- _Selected passage_
Segment Open
The Struggles of LGBTQ Youth in Prison and Juvenile Detention
Updated: Feb 10
In light of June being Pride, we wanted to learn about stories and statistics surrounding LGBTQ individual's experiences with incarceration. As always, when we find interesting facts or thoughts on topics that impact our justice system, we want to place them here and allow you the ability to learn alongside us.
During some research around young people in juvenile detention centers, we found some interesting information that we had to share. Did you know that LGBTQ youth are more likely to be incarcerated, more likely to be victimized while they are incarcerated, and their reentry back into society from jail or prison tends to be more difficult? Mind blowing, right? This is why we paused our research for a bit; just to drop a few links below for you to reference.
Segment Closed
- _Supplied data_
Segment Open
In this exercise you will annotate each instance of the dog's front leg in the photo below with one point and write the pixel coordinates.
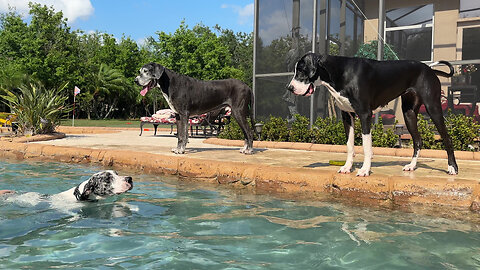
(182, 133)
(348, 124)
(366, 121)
Segment Closed
- _Instructions to follow_
Can you reproduce the piece on LGBTQ youth in prison, beginning at the words "During some research" and stopping after "you to reference.", but renaming "juvenile detention centers" as "youth detention facilities"?

- _Output below_
During some research around young people in youth detention facilities, we found some interesting information that we had to share. Did you know that LGBTQ youth are more likely to be incarcerated, more likely to be victimized while they are incarcerated, and their reentry back into society from jail or prison tends to be more difficult? Mind blowing, right? This is why we paused our research for a bit; just to drop a few links below for you to reference.